Collected data:
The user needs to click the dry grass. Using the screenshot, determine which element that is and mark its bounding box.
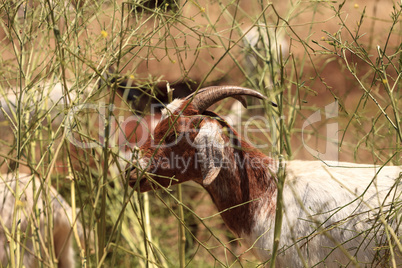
[0,0,402,267]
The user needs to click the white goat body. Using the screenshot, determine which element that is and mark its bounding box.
[0,174,82,268]
[247,161,402,267]
[130,91,402,267]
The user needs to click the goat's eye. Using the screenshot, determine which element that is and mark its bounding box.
[165,132,177,143]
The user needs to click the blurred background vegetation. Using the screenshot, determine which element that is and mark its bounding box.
[0,0,402,267]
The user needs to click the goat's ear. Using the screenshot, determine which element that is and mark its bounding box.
[194,119,225,187]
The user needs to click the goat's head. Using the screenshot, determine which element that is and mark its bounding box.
[127,86,266,192]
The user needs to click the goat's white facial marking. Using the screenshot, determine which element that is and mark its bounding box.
[160,99,184,121]
[194,121,224,186]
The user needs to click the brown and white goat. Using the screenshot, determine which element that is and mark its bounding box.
[128,87,402,267]
[0,174,83,268]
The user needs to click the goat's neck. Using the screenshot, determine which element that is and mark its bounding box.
[207,142,276,236]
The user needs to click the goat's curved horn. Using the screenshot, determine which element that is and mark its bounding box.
[186,86,276,113]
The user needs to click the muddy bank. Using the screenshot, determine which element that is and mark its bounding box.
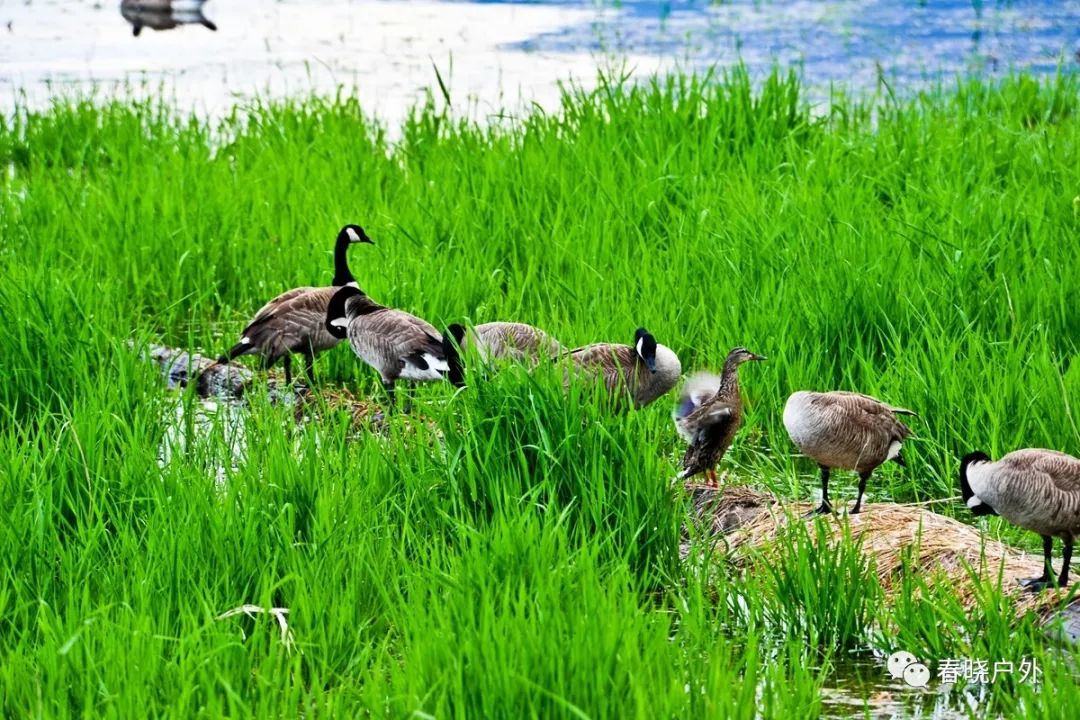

WHAT YOU WILL DO: Could you arrange the rows, starting at the line that contains "The user needs to click the white" and ending at the line that contains "[130,91,402,267]", as a two-column CSV with the headers instruction and boxes? Give one CSV line per instruction text, with its answer in the boxes column, quote every field, and turn line breaks into spaces.

CORRECT ANSWER:
instruction,boxes
"The user needs to click the white goat body. Using the screenshot, determine which element that is and mark its bounding box.","[0,174,82,268] [247,161,402,267] [130,91,402,267]"